Assigned task 1
In the personal story about life after cancer, where did the writer first meet Alina?
Assigned task 2
Continue the personal story about cancer, loss, and coaching from its final sentence.

Extract to read

*** Block opens ***

I am a survivor of a survivor. A father. I understand how this disease affects the body. The partners. The children. The outlook on life. The ups and downs with the disease. I also understand how this applies to life without the tragedy of cancer.
I help people deal with the challenges of everyday life - frustrations of family, friends, and relationships. This is not therapy.
I help you see the thoughts that drive your feelings and ultimately your results.
I help you control those thoughts and control your feelings to get the results you want.
My story starts like most and takes a turn far too many experience. While in graduate school I met my wife to be Alina - at a nightclub of all places - this is how we use to swipe right and left pre-dating apps. Love at first sight. Dated for a few years I “pop” the question and get a yes!
A year later my first was born and a few years later my second. Including her firstborn- we were a blended family - we were a happy home of 5.
Then came Alina’s cancer diagnosis. Shocked. Terrified. Confused.
In some ways the almost 9 years of cancer treatments were some of the best years because of how we’d grown and come to appreciate what we had and our time together. I had by this time lost my uncles, my dad, my mom, and now Alina, and the boys without their mom, their guiding light. It reads like a tragedy because it is. But, it’s also a story of love, laughter, proud moments, great memories, and cherished friendships.

*** Block closes ***

Information shown
*** Block opens ***

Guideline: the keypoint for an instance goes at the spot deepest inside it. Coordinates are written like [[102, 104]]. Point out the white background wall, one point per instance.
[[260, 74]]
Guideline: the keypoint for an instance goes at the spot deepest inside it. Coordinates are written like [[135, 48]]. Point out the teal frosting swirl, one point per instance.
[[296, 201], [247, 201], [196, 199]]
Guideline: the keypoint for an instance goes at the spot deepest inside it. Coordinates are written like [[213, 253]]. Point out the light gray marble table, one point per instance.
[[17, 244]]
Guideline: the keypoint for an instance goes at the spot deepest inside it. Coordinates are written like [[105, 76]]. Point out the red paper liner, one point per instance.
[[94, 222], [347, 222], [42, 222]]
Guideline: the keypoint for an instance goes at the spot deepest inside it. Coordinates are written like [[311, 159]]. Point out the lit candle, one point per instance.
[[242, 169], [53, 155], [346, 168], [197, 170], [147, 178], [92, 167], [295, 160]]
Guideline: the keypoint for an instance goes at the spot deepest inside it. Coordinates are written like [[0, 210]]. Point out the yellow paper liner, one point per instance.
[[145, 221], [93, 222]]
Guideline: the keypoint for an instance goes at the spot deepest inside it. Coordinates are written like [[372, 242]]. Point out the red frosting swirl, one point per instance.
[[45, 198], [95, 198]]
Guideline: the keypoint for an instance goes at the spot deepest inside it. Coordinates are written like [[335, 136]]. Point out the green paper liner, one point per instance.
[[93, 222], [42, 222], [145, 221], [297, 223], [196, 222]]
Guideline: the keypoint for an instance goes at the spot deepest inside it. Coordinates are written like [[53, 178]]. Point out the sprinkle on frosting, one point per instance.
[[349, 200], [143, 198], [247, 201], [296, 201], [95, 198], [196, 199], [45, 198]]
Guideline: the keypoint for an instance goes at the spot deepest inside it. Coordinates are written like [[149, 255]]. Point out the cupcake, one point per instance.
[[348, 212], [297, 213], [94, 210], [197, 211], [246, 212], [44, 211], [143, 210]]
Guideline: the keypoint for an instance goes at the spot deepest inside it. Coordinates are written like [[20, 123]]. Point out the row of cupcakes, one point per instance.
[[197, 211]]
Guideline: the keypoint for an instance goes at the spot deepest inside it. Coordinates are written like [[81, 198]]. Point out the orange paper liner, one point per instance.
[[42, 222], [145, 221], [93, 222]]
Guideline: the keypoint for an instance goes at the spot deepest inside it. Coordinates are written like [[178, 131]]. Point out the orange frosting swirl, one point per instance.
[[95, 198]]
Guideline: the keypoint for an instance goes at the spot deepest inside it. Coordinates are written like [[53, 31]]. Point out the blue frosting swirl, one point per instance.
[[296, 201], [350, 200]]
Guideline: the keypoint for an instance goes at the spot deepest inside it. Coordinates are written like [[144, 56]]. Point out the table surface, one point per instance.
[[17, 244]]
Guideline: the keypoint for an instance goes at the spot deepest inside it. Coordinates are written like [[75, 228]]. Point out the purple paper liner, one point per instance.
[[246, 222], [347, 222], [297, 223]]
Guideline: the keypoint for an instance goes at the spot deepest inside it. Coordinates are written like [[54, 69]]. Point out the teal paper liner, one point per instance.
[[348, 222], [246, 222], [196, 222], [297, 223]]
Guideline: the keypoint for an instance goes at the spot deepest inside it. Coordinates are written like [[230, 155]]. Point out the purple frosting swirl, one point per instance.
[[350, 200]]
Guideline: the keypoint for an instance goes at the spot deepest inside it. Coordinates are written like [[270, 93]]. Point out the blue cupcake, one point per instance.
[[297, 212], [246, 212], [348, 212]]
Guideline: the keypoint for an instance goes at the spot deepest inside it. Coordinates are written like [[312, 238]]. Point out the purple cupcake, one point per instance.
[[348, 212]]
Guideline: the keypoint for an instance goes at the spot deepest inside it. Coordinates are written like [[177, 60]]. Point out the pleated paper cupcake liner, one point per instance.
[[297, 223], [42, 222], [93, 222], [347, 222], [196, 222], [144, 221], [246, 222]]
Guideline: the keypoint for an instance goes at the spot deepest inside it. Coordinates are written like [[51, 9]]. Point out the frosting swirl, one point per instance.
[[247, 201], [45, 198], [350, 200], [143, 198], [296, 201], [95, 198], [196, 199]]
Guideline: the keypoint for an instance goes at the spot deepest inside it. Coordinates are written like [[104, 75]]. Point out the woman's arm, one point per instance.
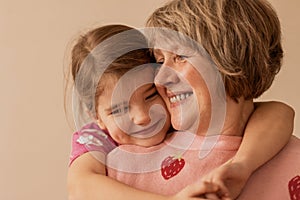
[[87, 181], [267, 132]]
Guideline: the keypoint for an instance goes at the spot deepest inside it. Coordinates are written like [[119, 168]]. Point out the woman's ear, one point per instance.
[[101, 124]]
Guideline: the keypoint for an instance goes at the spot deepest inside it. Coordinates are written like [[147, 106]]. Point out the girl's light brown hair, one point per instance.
[[243, 38], [83, 50]]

*** Block closes ***

Result 1
At a nightclub, while the writer was in graduate school.

Result 2
Now I am the father of 3 boys and I had to figure out a lot on my own. I can remember the first time I had to cut my youngest son's toe nails. I had never done it. His toes were so tiny I was nervous thinking I'd cut too much and hurt him. I remember standing in the kitchen with plenty of food (ingredients) but not a lot of ideas of how to combine them into something nutritious and edible. I remember how quiet the house was after her passing - but not the good restful kind of quiet. I was a silence that that spoke volumes about our family's loss. How does one go from near catatonic to engaged and hopeful. Well the short answer is things change. I'm here to help guide you through that change.
I get it you have fears. Fears about doing it right. Fears about picking up the broken pieces. Fears about how everyone around you are doing. Fears about loving again. All normal. There's nothing wrong here. There is a way to acknowledge and honor what you created together while re-engaging in life in both old and new ways. That's what is meant by 'coaching u through'.